Given data:
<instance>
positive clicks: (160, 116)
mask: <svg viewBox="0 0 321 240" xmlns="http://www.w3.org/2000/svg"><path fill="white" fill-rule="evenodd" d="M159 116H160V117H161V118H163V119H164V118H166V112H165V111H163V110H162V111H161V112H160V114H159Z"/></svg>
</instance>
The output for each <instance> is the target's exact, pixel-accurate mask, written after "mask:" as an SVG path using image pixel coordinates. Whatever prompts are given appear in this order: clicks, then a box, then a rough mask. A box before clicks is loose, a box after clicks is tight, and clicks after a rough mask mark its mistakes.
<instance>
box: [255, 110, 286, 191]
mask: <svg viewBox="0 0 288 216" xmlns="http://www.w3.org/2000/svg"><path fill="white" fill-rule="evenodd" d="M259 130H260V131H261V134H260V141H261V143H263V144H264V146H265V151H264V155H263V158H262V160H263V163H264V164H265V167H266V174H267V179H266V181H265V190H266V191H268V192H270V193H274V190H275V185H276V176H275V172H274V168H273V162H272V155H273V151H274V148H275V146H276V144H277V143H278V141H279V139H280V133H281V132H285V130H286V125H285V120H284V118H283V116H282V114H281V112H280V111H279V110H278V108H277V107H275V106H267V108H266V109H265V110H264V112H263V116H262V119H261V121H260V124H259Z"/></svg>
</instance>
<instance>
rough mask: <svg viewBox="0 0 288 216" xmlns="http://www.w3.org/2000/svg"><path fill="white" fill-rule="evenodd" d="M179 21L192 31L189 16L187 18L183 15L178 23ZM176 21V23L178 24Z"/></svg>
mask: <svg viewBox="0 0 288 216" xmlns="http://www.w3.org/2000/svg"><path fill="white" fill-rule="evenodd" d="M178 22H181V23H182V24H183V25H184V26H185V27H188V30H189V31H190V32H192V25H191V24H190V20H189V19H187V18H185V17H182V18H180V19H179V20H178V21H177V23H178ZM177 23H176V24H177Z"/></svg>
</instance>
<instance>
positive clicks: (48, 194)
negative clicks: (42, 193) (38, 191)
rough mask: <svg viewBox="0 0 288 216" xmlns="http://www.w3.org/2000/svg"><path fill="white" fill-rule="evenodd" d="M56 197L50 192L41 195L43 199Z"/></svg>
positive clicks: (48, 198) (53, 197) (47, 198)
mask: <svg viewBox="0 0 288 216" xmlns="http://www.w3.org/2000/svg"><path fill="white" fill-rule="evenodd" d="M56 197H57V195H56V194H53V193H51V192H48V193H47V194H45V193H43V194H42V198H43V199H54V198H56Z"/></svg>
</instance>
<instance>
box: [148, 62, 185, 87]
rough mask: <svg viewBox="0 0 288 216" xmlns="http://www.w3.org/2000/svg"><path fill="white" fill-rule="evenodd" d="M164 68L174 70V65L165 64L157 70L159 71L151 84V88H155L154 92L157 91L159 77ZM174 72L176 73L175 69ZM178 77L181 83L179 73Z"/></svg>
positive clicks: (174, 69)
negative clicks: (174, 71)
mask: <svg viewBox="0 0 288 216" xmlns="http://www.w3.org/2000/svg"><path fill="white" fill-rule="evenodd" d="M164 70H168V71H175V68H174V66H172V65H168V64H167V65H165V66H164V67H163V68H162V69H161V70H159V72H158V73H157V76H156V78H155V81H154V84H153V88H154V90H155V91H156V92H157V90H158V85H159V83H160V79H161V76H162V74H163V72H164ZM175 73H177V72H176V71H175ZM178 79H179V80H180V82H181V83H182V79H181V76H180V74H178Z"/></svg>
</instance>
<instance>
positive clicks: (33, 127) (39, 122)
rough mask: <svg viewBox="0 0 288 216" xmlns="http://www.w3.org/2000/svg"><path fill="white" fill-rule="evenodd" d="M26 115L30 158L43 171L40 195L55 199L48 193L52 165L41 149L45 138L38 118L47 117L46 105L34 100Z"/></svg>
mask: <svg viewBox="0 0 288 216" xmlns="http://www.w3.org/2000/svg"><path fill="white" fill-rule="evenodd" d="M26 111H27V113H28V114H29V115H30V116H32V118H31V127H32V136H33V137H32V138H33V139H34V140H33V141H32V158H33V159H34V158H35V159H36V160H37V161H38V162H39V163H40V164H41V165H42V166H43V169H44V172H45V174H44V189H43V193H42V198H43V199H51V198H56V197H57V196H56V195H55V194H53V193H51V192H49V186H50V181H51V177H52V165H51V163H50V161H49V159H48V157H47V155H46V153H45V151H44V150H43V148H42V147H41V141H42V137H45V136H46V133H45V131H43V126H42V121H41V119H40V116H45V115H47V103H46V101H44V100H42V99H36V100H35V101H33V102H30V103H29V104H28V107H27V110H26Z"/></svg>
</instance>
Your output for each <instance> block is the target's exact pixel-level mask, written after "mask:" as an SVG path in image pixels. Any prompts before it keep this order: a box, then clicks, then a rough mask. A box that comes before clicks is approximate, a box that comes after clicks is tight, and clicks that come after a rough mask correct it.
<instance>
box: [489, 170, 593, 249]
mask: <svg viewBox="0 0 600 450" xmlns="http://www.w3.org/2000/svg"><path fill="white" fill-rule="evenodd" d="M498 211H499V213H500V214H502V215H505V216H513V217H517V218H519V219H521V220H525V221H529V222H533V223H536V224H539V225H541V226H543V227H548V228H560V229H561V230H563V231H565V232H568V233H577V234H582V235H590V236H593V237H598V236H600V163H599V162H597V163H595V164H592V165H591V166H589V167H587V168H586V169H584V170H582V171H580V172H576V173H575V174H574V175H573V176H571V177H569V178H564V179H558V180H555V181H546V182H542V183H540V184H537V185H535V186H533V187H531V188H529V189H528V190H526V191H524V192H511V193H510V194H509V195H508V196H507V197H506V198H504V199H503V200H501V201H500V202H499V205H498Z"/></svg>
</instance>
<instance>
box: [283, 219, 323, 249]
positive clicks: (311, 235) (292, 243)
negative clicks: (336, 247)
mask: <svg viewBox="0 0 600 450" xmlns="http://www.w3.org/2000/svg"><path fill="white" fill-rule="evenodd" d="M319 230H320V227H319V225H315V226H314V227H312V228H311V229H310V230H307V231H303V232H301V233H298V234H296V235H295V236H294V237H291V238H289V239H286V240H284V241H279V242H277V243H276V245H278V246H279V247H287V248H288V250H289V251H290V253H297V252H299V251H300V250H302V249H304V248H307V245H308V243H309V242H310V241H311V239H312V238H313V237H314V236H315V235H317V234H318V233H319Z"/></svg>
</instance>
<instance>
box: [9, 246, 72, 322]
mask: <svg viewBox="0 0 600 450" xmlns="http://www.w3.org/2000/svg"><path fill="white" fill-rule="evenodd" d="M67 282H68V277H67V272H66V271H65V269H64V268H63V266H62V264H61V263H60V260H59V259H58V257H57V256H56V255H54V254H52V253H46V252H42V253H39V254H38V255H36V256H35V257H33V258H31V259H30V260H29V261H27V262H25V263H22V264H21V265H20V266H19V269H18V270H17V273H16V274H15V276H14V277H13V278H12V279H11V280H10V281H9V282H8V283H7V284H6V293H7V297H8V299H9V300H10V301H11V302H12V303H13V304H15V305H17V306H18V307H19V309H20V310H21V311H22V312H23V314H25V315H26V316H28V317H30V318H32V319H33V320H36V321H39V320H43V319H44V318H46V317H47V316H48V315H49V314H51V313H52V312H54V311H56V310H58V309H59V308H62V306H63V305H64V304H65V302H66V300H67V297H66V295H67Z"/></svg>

Exercise description:
Count the lines in the items above that contain the string "negative", treating uppercase and lowercase as different. Reply with the number alone.

Solution for this exercise:
3